## REQUIRED WORK
Each line below should be quoted exactly, please.

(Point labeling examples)
┄┄┄┄┄┄┄┄┄┄

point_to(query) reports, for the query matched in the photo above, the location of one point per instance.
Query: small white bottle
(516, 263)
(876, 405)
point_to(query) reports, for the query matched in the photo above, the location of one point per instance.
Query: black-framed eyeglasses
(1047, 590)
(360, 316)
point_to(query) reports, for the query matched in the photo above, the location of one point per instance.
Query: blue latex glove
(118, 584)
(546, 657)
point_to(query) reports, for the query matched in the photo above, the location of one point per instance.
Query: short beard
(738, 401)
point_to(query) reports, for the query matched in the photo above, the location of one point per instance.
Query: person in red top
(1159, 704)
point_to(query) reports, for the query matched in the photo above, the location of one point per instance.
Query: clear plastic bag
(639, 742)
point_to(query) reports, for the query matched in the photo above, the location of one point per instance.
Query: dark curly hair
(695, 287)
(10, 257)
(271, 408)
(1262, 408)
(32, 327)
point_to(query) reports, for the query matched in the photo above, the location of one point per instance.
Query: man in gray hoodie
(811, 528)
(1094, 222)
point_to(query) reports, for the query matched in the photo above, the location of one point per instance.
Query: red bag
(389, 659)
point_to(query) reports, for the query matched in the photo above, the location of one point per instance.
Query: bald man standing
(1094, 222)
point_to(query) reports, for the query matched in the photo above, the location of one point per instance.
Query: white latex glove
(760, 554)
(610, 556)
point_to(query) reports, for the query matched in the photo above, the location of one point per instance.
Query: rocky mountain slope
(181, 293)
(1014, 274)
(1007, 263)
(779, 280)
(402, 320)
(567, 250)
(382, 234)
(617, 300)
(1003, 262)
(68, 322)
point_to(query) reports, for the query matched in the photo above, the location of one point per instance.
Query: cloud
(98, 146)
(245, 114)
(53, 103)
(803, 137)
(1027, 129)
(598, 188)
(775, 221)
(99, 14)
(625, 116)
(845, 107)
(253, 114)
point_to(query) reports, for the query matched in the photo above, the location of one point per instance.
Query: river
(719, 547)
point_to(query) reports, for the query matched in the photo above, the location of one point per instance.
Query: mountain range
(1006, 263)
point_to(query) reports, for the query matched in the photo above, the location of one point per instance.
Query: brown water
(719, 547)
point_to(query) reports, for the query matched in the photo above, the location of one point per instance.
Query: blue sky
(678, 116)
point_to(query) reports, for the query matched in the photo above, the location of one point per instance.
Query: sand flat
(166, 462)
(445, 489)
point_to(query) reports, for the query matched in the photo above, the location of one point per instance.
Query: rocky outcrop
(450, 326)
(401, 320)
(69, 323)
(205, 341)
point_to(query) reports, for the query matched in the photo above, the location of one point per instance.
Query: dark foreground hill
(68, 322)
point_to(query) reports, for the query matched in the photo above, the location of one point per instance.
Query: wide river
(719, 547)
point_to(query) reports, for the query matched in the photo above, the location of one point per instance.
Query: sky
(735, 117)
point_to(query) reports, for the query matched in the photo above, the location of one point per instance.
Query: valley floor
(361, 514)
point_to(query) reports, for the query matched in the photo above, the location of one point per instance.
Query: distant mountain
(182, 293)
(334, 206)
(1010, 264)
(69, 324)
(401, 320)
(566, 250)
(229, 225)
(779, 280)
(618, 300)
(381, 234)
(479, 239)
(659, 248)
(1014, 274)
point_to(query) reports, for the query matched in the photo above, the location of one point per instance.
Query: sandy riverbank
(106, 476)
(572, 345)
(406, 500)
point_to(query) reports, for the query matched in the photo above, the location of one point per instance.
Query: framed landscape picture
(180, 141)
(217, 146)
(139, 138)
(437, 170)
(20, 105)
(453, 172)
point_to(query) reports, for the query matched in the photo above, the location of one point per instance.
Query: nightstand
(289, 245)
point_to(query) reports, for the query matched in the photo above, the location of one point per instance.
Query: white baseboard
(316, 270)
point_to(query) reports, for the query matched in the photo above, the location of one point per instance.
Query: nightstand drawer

┄┄┄┄┄┄┄┄┄┄

## OUTPUT FOR THIS EXERCISE
point_to(query) reports, for the query matched in the photo above, the location of one point per instance.
Query: small white bottle
(516, 263)
(876, 405)
point_to(query) reports, for the query matched in the photo above, the location of one point per instance.
Query: black-framed eyeglasses
(1047, 590)
(360, 316)
point_to(query) reports, for the query matched in the photo above, the location of one point per instance.
Query: blue latex glove
(118, 584)
(546, 657)
point_to(query) reports, for the query matched in the photo above, the location of one point per instance.
Query: short beard
(738, 401)
point_to(query) reports, for the query matched in the photo above, the location of one point per instance.
Query: person in red top
(1159, 704)
point_to(query) reports, for the query matched in the photo above, the location of one point per instance.
Query: clear plastic bag
(639, 742)
point_to(query) reports, for the query matched in the photo above, the location of one point per instance.
Query: dark curly hair
(695, 287)
(10, 257)
(271, 408)
(1262, 408)
(32, 327)
point_to(query) reports, for the query matched in the photo above, the location of one point per instance.
Query: man in gray hoodie
(811, 528)
(1094, 222)
point_to(query) reports, for the query matched in the photo above, the location of one point per instance.
Query: red bag
(389, 659)
point_to(query) reports, for the query matched in the photo above, the location of one point per instance.
Query: bald man standing
(1094, 222)
point_to(query) reports, for the query matched in the photo above, the location of one point per instance.
Query: white latex glove
(760, 554)
(610, 556)
point_to(query) reports, for the query matched in the photo above, the location of one point per instance.
Query: rocky mountain slope
(181, 293)
(1014, 274)
(1007, 263)
(779, 280)
(402, 320)
(567, 250)
(382, 234)
(617, 300)
(1003, 262)
(68, 322)
point_to(query) reports, for the query matched in the photo above, the location of one point per instance.
Query: cloud
(98, 146)
(245, 114)
(53, 103)
(803, 137)
(1027, 129)
(598, 188)
(775, 221)
(99, 14)
(625, 116)
(845, 107)
(253, 114)
point_to(query) reports, for the query matched in the photo above, the location of one point per instance.
Query: river
(719, 547)
point_to(query) reports, for the query matched in the photo above, the location of one point per instance.
Query: mountain range
(1006, 263)
point_to(query) reports, for the query matched in the photo above, the location of one point per instance.
Query: brown water
(719, 547)
point_to(query) reports, for the query matched in the photo above, the location of one point per instance.
Query: blue sky
(678, 116)
point_to(query) reports, for the query matched in the photo above, the location of one point per instance.
Query: sand flat
(166, 462)
(445, 489)
point_to(query) reports, for the query matched in the photo above, the location of one point per instance.
Query: rocky outcrop
(450, 326)
(401, 320)
(69, 323)
(205, 341)
point_to(query) reports, for the query matched in the photo above, the location of one point per instance.
Query: dark foreground hill
(68, 322)
point_to(query) reports, for the query matched in the photo above, the location of one point per instance.
Query: wide river
(719, 547)
point_to(query) reports, for the query matched in the photo above, the location of one point per instance.
Query: sky
(735, 117)
point_to(query) reports, for the query matched in the photo above, the location of one point per instance.
Query: valley floor
(361, 514)
point_to(query) reports, for the query matched in the photo above, the location of one point per instance.
Query: distant mountain
(182, 293)
(334, 206)
(1010, 264)
(69, 324)
(401, 320)
(566, 250)
(229, 225)
(779, 280)
(618, 300)
(381, 234)
(479, 239)
(659, 248)
(1014, 274)
point_to(query) reports, for the query matched in the photo above, the location of one point per instance.
Query: sandy riverbank
(106, 476)
(572, 345)
(406, 500)
point_to(query) reports, for the query matched in the photo above, the location of one point per instance.
Query: framed landscape picture
(180, 141)
(217, 146)
(139, 138)
(437, 170)
(20, 105)
(453, 172)
point_to(query) reports, for the query matched in the photo above, the location of one point per instance.
Query: nightstand
(289, 245)
point_to(query) reports, for the query matched in the photo above, the location of one point per instance.
Query: white baseboard
(316, 270)
point_to(query) reports, for the query matched in the photo above, the location of one point per instance.
Query: nightstand drawer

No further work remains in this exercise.